Assigned task A | In the article on solar panels, condense the paragraph beginning "That said, cloudy weather" into a short bulleted list that keeps its main facts.

Everyone knows that solar panels rely on the sun to function. After all, Merriam-Webster Dictionary defines “solar” as “utilizing the sun's rays especially to produce heat or electricity.”
This may make you wonder, do solar panels work on cloudy days? What about at night? For homeowners who don’t live in an area where the sun is always shining, these are important considerations before investing in a solar system.
Before you conclude that solar panels don’t work when the sun is obstructed, think back to a time that you didn’t wear sunscreen on a cloudy day and still got burnt. When it comes to the power of the sun’s rays, cloud coverage can be deceiving.
While solar panels work at peak efficacy in direct sunlight, they still generate energy from indirect sunlight.
In this guide, we discuss how solar panels function during suboptimal weather conditions and how to make solar work for you, no matter where you live.
Do Solar Panels Work on Cloudy Days?
Does solar work on cloudy days? The simple answer is yes — solar panels do work on cloudy days. Photovoltaic (PV) panels can use both direct and indirect sunlight to generate power.
That said, cloudy weather does inhibit solar energy production. You can expect your panels to produce 10%-25% of their normal power output on very cloudy days. On partially cloudy days, they should perform much better than this — close to their maximum potential.
Is Solar Worth It for Homeowners in Cloudier States?
If you live in an area that has pretty regular cloud coverage, don’t fret. Just because solar panels don’t work best on overcast days doesn’t mean investing in solar isn’t worthwhile.

Given entries |
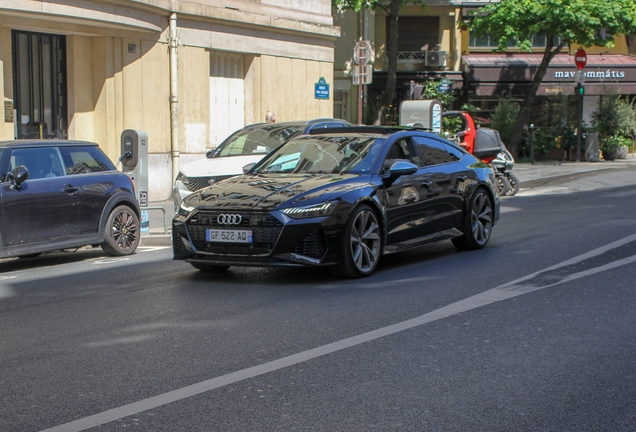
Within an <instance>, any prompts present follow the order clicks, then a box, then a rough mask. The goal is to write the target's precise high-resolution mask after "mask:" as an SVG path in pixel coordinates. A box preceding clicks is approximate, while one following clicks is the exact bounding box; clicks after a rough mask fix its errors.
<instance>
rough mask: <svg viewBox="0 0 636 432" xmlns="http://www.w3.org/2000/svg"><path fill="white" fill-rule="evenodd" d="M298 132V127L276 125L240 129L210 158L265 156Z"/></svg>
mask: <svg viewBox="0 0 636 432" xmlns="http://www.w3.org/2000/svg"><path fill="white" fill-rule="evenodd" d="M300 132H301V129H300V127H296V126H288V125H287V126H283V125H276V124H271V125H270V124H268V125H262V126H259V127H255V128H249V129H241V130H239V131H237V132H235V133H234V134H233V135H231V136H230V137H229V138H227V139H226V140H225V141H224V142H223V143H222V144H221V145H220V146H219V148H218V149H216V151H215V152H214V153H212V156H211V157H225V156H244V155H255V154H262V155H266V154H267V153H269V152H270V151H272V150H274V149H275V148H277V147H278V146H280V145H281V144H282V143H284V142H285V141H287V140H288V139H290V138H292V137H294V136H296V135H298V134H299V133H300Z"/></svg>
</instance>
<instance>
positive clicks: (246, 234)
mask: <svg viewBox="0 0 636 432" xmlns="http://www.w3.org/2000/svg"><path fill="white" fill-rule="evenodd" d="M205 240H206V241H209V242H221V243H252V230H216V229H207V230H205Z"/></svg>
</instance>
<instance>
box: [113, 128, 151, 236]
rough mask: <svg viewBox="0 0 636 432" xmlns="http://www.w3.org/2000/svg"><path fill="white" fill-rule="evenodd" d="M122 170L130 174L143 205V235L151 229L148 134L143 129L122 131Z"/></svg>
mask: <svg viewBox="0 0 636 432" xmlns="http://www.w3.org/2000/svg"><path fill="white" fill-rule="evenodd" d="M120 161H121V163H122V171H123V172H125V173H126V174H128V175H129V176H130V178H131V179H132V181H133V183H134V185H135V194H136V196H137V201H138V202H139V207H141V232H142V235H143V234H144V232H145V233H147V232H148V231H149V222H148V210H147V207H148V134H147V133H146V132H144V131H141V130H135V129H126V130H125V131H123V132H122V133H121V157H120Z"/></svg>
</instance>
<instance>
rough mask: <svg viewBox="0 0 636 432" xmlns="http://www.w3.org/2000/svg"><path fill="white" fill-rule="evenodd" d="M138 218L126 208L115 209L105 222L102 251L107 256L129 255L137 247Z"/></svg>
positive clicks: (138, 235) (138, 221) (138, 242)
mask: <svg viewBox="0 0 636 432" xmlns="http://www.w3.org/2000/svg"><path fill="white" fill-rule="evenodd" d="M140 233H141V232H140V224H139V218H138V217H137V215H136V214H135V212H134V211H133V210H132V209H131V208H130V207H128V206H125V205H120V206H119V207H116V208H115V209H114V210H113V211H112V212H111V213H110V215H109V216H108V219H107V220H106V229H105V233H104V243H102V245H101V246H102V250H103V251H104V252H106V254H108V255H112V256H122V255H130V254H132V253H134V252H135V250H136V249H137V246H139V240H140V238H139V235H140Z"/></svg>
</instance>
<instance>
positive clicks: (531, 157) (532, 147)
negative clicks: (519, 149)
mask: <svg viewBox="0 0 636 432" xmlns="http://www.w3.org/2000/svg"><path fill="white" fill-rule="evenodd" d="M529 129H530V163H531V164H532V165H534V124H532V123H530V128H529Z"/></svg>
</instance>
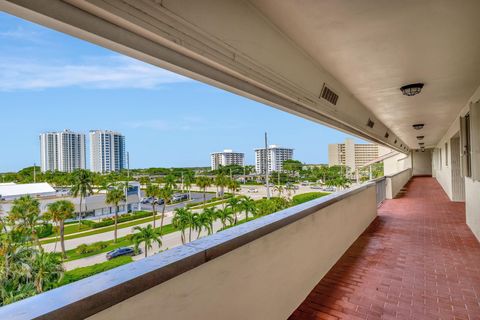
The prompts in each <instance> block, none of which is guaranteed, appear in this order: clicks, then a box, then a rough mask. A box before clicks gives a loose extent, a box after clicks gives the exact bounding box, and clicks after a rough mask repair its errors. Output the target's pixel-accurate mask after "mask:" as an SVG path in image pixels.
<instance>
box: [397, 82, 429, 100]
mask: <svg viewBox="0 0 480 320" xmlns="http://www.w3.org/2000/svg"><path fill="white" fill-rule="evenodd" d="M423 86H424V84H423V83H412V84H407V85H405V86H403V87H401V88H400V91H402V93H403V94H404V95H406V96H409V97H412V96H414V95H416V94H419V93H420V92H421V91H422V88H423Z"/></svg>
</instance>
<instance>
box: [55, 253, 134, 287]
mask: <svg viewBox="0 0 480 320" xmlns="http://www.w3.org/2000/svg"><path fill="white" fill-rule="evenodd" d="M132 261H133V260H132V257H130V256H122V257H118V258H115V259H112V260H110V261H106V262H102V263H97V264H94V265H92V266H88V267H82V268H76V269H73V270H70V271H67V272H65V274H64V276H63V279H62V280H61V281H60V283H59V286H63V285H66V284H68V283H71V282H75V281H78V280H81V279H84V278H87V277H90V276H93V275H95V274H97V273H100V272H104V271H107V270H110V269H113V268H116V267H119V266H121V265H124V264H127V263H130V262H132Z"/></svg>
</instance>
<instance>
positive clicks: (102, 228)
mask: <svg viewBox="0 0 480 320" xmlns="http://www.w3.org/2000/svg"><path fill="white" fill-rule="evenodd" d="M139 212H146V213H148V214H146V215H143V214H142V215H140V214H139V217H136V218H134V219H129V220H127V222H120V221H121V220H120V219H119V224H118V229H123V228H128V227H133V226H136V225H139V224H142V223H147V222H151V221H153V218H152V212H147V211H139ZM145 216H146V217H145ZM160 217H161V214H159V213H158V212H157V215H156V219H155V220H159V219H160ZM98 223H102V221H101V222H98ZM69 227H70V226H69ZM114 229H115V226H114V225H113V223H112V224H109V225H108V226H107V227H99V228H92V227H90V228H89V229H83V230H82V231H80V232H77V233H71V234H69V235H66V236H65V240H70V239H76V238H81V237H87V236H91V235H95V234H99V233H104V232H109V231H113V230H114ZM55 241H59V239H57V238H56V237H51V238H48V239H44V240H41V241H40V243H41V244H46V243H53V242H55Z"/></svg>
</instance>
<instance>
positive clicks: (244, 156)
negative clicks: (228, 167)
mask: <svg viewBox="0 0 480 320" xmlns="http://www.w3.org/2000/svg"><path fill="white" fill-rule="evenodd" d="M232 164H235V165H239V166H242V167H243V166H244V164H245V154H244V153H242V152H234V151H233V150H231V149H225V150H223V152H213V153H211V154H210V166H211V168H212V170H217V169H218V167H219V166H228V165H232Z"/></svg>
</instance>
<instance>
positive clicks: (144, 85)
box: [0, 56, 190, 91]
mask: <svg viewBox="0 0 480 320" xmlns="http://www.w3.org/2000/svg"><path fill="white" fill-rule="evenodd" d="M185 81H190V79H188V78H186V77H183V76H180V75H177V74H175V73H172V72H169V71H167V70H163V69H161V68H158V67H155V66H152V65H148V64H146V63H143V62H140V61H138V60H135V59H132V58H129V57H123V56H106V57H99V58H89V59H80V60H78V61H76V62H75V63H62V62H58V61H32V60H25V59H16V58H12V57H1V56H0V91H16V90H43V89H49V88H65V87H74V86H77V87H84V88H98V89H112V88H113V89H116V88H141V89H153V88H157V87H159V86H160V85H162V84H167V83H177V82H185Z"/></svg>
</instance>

Assigned task B | Identify each line in the rows above that contains the string "negative", with case counting, and copy those lines.

Written solution A |
- Cloudy weather reduces how much energy solar panels produce.
- On very cloudy days, panels produce about 10%-25% of their normal power output.
- On partially cloudy days, panels perform much better, close to their maximum potential.

Written solution B |
negative clicks: (519, 149)
negative clicks: (228, 167)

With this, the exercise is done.